WORK INSTRUCTIONS
The full listing should be duplicated word for word.

DATASET ENTRIES
▬▬▬▬▬▬

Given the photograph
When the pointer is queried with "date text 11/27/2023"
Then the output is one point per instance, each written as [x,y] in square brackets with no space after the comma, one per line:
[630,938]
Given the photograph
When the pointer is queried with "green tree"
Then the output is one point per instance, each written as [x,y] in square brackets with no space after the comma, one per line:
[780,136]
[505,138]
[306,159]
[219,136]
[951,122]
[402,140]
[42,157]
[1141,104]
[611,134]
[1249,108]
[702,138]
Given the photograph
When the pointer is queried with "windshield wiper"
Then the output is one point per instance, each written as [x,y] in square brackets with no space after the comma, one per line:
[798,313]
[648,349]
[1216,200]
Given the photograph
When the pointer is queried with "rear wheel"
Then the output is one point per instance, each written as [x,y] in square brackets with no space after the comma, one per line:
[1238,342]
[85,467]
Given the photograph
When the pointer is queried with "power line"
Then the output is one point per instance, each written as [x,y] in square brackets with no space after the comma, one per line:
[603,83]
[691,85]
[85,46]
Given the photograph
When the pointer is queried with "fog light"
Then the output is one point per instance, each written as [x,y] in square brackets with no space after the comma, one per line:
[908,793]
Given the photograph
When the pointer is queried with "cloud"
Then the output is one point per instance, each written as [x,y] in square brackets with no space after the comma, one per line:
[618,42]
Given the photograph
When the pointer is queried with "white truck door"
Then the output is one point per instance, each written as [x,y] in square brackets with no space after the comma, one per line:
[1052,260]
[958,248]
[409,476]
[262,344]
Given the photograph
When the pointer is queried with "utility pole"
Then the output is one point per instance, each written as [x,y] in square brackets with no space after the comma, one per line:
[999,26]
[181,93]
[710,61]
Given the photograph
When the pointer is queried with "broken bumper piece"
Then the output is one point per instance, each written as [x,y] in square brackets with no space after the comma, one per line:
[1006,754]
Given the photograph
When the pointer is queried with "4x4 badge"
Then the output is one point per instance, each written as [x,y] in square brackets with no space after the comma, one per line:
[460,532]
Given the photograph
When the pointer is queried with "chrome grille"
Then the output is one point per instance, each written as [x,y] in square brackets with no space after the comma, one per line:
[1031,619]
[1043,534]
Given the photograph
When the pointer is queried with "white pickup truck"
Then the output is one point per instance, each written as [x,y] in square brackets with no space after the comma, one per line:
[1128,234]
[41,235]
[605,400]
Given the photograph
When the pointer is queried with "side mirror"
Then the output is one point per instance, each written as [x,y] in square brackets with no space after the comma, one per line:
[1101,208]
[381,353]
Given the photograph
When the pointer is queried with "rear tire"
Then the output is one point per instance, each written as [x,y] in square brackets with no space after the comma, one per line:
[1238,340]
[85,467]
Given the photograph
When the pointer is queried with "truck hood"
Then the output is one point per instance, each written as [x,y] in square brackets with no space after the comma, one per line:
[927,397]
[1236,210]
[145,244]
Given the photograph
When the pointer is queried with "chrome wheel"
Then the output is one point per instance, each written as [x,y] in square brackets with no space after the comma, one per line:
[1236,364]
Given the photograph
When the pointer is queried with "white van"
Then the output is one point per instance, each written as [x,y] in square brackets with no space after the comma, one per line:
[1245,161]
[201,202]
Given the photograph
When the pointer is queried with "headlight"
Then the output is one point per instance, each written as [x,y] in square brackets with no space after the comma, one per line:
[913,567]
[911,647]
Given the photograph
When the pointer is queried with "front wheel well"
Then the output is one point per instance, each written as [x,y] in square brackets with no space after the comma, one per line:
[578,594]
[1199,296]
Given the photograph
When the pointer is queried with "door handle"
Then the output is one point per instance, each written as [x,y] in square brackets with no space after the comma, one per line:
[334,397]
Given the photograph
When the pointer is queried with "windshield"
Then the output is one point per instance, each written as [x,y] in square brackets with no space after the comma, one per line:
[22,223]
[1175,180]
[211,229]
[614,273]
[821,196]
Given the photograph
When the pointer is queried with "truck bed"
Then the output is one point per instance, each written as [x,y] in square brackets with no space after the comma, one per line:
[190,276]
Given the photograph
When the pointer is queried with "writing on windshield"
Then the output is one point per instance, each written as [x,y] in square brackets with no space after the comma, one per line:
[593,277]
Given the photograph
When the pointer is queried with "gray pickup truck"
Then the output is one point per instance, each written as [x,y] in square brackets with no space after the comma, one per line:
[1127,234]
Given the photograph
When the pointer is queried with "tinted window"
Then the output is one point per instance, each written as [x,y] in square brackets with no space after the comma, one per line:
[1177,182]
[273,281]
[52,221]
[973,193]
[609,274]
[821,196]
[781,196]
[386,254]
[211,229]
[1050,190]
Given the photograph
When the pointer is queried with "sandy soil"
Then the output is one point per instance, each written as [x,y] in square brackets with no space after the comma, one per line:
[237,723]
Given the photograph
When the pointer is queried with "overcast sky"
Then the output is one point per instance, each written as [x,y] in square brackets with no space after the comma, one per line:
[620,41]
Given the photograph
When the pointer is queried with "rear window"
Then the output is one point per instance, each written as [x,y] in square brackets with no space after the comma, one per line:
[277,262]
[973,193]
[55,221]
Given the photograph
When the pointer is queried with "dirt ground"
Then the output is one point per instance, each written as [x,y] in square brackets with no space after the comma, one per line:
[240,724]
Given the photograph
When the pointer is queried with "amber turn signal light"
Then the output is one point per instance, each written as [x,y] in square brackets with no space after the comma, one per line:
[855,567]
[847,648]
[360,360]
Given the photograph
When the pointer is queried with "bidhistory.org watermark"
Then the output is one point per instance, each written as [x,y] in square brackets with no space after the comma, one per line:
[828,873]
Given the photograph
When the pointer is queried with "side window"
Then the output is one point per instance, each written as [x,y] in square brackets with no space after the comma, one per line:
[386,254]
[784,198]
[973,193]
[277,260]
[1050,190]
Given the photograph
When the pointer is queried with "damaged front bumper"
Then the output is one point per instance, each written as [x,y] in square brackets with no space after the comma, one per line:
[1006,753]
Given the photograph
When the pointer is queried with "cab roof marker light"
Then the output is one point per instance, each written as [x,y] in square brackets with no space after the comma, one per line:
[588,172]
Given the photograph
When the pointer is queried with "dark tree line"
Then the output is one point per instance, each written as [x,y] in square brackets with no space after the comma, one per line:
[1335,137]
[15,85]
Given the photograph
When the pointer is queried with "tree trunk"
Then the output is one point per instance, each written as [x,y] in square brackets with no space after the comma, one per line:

▬▬▬▬▬▬

ANSWER
Given the photograph
When the pointer is queried with "date text 11/27/2023"
Then the output is one point per instance, each written as [x,y] in square brackets with no space after the comma, one per line:
[630,938]
Given the photograph
When the pointer is queried with "green tree"
Then the output is one point per instance, each written as [x,y] in square brackets with no space after the comma, one per line:
[780,136]
[505,138]
[306,159]
[219,136]
[951,122]
[402,140]
[42,157]
[1141,104]
[611,134]
[1249,108]
[702,138]
Given the photograph
When the pointer is queried with "windshield wiper"
Then the output is one point per instance, each written as [x,y] in square brackets with no space after the comma, one per line:
[798,313]
[648,349]
[1216,200]
Given the photograph
When the pointer is queried with "rear wheel"
Then the output is one point per instance, each written as [x,y] in square brackets with no space after the comma, one per line:
[1238,342]
[85,467]
Given the photograph
When the pointer is queried with "power line"
Then the output is one point per instance, each written as [x,y] in square brackets with no space after the comma, one per line:
[603,83]
[691,85]
[85,46]
Given the photograph
When the pointer is queried with "fog light"
Then the output is one point per instance, each written as [x,y] in square brackets with no space after the comma, one per line:
[908,793]
Given the photograph
When the pointer is queried with "cloud"
Then the output is one point per instance, each written as [x,y] in square brackets with no space after the comma, one per line:
[618,42]
Given the photograph
When the pointer is queried with "white truck door"
Then the output is one point per instance, each written as [x,y] in square brackets with no space after the comma, one per line:
[1052,260]
[958,248]
[409,476]
[262,344]
Given the photograph
When the pointer is queried with "utility pole"
Then the output is one point per instance, each written as [x,y] in square brackets with no space after the comma, one per line:
[999,26]
[181,93]
[710,61]
Given the photograph
When the pointer is queried with "broken bumper piece"
Then the output is one point per instance, each written as [x,y] in square brackets with no space after the comma, one per line:
[1006,754]
Given the photograph
When the pointer is queried with "4x4 badge"
Then the output is one point per instance, each written as [x,y] in square brackets with no space after the comma, one per line:
[460,532]
Given the photograph
When the pointer is queried with "chrome grille"
Then the output is one point per instance, each written as [x,y] in square brackets with no space after the comma, one per line:
[1031,619]
[1043,534]
Given the photograph
When the pointer is queried with "white pickup truck"
Then the output is one point per instance, each written as [x,y] in square brackets with no space after the comma, one per line:
[1128,234]
[41,235]
[605,400]
Given the photograph
When the pointer is queried with "side mirror"
Then the output is one point per instance, each written as [x,y] in square brackets with no space after the comma, one per line:
[1101,208]
[381,353]
Given the photograph
When the pointer is queried with "rear tire"
Then the output is one point per instance, each written as [x,y] in square brackets with no space after the comma, one per line:
[1238,340]
[85,467]
Given the photograph
When the pointer is queried with "truck hood"
Then the output is one point per instance, each written as [x,y] in square brackets with no space after the comma, one per line:
[927,397]
[1236,210]
[145,244]
Given the photograph
When the pointer is queried with "chrome wheel"
Then the output is one point per instance, each written as [x,y] in square brackets with no space after the comma, one per line:
[1236,364]
Given the photograph
When the pointer is queried with "white van"
Then the output is one point per instance, each written as [x,y] in square brackets with no space after the comma, one per line:
[1245,161]
[201,202]
Given the photograph
When the pointer is queried with "headlight"
Then the output is one point per instance, each written as [x,y] in square brackets with no space after the comma, one per line:
[913,567]
[911,647]
Given the photograph
When the pointer is queried with "front wheel well"
Then the output is one point per instance, each written as [x,y] in square brackets with no space after the comma, one per line:
[578,594]
[1199,296]
Given the photograph
When the pointer is queried with "door handle"
Then the output is one point per instance, each written as [x,y] in square brackets with no space after the comma, one per line:
[334,397]
Given the photograph
When the pointer is queried with "windshield"
Then the output is one point per instance, each written as [x,y] in square brackets with no space after the comma, one per line:
[22,223]
[1175,180]
[211,229]
[614,273]
[821,196]
Given the photograph
When the pointer is queried with "truck bed"
Then the output is one point per instance, each written as [x,y] in square brackets with no space after the comma, one per line:
[190,276]
Given the photograph
When the pointer is queried with "writing on windshield"
Then the output is one point per instance, each written as [x,y] in square brackets with no space after the comma, one per line:
[593,277]
Given the photograph
When the pointer is queried with "gray pickup truck"
Then the output is one point per instance, each written as [x,y] in square brackets with no space after the comma, one per line:
[1127,234]
Given the photograph
When the pointer is queried with "tinted window"
Then the output is one point per instance, each written as [x,y] in square brackets with no space after the comma, one per line:
[1177,182]
[273,281]
[52,221]
[973,193]
[609,274]
[821,196]
[781,196]
[386,254]
[211,229]
[1050,190]
Given the photograph
When the pointer is queried with "sandy soil"
Then the output is one point per instance, each written as [x,y] in square brackets with no space after the comma, one per line:
[237,723]
Given the photograph
When the pointer is queried with "overcast sky"
Then the output is one point per instance, each written as [x,y] in square brackets with no space after the comma, one per line:
[620,41]
Given the photograph
When the pointer is queried with "rear window"
Then the output is one point per instance, each written as [x,y] in square brackets with no space after the comma, one per line:
[277,262]
[973,193]
[55,221]
Given the photograph
When the pointer is queried with "dirt ground"
Then the output is one point per instance, each written as [x,y] in square brackets with no space after the comma, one per line:
[240,724]
Given the photograph
When the pointer is queried with "amber turn signal light"
Then the output is one point per instance, each written as [x,y] in square brackets with no space after the comma, one per line:
[855,567]
[847,648]
[360,360]
Given the photograph
When the pointer is queried with "bidhistory.org watermark"
Then the output is one point per instance, each written as [x,y] in square brackets with no space after the comma, one per line:
[828,873]
Given the photograph
When the pointer is queried with "side window"
Then the output is one point per instance, each written as [x,y] in square brackets with no space after the comma, one per line:
[386,254]
[784,198]
[973,193]
[277,260]
[1050,190]
Given the photograph
When the pointer is queried with "damaged front bumper"
Then the output is one point per instance, each written as [x,y] in square brackets with no space after the comma, one per line:
[1006,753]
Given the photograph
When the pointer is queried with "cab roof marker light"
Then the output is one point per instance, each written as [x,y] in square brackets with no space after the comma, one per line:
[588,172]
Given the photograph
When the pointer is queried with "dark tree line"
Then the output is one point per instance, each written as [x,y] in square brackets with no space after the comma, one per line:
[1335,137]
[15,85]
Given the photograph
When the pointer is queried with "tree trunk"
Then the output is one point per instance, each written as [x,y] in square brackets with no space after the comma, one per line:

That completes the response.